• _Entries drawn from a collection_
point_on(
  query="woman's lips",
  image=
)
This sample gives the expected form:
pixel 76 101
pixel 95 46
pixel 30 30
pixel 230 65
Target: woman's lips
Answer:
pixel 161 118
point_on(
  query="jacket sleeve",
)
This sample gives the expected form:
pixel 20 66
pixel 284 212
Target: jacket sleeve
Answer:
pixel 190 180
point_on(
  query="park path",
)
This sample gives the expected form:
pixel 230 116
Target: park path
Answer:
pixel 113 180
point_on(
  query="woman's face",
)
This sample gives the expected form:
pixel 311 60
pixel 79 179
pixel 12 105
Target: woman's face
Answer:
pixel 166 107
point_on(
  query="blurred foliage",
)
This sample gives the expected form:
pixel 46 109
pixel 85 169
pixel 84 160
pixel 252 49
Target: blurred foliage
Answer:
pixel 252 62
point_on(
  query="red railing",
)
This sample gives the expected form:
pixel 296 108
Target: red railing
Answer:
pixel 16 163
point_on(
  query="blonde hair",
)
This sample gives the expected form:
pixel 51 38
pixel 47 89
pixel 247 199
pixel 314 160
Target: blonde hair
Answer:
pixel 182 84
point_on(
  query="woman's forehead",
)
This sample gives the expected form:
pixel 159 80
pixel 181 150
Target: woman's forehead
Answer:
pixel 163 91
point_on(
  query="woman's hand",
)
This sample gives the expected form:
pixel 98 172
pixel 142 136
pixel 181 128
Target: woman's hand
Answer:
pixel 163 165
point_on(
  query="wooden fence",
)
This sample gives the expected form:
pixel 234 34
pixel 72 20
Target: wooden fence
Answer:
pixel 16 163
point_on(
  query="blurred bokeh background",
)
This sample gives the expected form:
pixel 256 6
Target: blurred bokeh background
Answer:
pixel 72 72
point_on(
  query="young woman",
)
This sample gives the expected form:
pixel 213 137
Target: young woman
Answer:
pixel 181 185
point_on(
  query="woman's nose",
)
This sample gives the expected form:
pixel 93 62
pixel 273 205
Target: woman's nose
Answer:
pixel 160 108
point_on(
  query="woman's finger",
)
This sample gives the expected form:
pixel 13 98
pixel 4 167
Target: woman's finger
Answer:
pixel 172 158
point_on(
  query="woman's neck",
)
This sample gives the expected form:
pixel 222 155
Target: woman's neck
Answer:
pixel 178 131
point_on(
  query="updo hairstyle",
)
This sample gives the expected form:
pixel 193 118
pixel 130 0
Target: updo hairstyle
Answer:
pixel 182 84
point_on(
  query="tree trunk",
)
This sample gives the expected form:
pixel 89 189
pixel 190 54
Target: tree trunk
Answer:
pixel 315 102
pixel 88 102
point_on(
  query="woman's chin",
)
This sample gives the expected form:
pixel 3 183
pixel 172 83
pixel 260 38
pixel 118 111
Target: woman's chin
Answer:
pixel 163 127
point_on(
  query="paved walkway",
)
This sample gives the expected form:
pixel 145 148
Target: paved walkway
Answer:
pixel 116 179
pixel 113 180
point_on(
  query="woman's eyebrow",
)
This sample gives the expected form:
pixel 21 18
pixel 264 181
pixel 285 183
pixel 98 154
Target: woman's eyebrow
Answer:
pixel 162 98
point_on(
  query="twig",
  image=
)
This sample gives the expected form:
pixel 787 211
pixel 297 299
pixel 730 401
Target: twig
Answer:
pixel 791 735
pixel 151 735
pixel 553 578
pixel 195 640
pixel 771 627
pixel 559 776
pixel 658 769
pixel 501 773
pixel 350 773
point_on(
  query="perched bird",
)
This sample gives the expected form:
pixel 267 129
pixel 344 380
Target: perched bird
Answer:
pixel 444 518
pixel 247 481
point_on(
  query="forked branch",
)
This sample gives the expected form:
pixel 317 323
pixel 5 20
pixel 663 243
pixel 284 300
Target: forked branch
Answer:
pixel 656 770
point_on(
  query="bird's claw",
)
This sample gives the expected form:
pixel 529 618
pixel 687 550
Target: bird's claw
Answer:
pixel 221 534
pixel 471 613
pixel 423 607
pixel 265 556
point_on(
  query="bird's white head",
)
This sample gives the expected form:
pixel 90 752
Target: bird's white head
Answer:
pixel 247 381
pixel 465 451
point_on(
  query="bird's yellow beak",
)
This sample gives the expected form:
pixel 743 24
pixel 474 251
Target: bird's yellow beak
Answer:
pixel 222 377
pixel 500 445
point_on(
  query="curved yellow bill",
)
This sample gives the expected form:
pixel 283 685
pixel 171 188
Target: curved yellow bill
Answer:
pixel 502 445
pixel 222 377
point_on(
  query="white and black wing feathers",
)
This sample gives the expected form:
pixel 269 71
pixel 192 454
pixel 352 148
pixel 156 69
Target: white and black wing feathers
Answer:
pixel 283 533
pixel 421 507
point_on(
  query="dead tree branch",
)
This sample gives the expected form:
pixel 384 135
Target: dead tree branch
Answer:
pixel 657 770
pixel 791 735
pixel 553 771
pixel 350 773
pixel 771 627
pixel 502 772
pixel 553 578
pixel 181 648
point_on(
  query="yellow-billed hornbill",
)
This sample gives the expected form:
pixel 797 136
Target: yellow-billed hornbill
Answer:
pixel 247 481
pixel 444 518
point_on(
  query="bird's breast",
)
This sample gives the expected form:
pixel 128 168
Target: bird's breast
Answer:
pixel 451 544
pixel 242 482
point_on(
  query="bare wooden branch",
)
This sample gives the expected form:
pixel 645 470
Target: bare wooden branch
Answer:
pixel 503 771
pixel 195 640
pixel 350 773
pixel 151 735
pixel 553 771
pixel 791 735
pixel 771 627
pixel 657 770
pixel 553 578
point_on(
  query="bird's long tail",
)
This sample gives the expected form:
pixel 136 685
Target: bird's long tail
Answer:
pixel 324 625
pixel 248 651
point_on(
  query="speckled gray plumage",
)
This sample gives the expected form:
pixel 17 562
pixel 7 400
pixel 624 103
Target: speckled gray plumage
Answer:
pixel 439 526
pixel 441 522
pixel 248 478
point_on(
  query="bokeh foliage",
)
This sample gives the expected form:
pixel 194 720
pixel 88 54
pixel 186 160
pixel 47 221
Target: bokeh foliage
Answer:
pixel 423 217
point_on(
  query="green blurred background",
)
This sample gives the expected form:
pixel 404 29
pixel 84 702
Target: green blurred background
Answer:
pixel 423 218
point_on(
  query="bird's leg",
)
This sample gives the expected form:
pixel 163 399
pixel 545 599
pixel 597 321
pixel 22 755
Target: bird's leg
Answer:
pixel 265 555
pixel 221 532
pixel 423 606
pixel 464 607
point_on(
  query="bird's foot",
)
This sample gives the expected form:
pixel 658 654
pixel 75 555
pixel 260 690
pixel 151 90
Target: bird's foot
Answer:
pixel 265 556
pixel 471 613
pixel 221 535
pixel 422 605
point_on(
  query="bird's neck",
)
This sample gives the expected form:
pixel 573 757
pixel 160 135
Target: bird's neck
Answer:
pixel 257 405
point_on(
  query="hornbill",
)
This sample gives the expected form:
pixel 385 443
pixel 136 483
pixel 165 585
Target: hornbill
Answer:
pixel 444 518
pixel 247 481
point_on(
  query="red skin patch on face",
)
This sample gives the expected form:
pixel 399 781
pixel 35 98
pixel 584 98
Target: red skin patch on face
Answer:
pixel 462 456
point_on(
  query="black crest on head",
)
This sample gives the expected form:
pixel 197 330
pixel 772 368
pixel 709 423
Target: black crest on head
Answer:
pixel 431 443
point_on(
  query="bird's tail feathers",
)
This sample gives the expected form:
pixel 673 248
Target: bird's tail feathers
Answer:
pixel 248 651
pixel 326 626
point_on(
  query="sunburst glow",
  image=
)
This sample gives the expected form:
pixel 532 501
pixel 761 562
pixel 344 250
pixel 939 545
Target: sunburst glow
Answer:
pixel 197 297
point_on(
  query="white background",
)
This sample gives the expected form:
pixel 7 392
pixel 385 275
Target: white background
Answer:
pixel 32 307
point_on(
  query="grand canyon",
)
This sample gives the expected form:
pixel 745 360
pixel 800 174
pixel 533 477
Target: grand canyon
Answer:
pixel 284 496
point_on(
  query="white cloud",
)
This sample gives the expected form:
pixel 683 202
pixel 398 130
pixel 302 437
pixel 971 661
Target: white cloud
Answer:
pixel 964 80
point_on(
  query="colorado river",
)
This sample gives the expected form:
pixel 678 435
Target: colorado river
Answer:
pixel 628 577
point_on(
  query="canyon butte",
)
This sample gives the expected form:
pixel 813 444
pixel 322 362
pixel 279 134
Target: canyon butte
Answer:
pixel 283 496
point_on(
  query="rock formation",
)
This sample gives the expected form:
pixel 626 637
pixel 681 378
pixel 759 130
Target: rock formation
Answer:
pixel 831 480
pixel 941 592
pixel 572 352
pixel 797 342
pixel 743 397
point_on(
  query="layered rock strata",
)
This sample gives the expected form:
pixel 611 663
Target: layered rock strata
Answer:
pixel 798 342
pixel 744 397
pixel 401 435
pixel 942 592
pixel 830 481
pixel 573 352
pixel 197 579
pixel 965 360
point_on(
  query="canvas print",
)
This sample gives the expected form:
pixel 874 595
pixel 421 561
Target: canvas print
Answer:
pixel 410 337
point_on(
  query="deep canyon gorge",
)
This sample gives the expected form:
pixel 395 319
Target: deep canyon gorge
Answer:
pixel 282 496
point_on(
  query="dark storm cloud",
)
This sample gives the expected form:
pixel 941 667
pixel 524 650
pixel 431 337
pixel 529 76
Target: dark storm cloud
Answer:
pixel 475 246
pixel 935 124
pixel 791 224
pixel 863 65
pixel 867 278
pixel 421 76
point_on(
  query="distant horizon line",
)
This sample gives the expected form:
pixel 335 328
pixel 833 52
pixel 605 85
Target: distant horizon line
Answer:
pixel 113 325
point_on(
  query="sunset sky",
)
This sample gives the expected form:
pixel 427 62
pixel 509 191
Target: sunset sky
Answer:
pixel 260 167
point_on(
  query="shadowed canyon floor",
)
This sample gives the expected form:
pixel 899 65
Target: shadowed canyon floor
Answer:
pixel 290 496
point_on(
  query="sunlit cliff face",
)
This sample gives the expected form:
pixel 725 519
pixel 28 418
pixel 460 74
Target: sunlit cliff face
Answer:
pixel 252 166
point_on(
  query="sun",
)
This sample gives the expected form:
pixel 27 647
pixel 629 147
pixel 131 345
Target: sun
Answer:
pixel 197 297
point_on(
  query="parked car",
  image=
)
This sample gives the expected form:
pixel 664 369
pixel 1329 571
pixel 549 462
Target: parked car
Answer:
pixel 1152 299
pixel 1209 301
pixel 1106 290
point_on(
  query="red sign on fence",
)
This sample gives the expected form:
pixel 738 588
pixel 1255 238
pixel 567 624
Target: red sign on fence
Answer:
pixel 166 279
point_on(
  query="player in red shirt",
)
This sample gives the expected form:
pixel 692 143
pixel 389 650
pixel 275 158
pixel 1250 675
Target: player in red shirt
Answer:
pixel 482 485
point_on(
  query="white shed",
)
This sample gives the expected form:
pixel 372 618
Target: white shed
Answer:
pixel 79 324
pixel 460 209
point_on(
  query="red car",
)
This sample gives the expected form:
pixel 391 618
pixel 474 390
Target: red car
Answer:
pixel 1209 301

• _Your instructions_
Can you output, verbatim, every line from the very start down to the line containing "pixel 166 107", including that line?

• _Solution_
point_on(
  query="woman's lips",
  image=
)
This sample gives the expected form:
pixel 76 101
pixel 95 46
pixel 30 30
pixel 230 65
Target: woman's lips
Answer:
pixel 161 118
point_on(
  query="jacket sleeve",
)
This sample gives the expected form:
pixel 20 66
pixel 284 212
Target: jacket sleeve
Answer:
pixel 190 180
point_on(
  query="park path",
)
This sample gives the expected form:
pixel 230 116
Target: park path
Answer:
pixel 113 180
point_on(
  query="woman's face",
)
This sample gives the expected form:
pixel 311 60
pixel 79 179
pixel 12 105
Target: woman's face
Answer:
pixel 166 107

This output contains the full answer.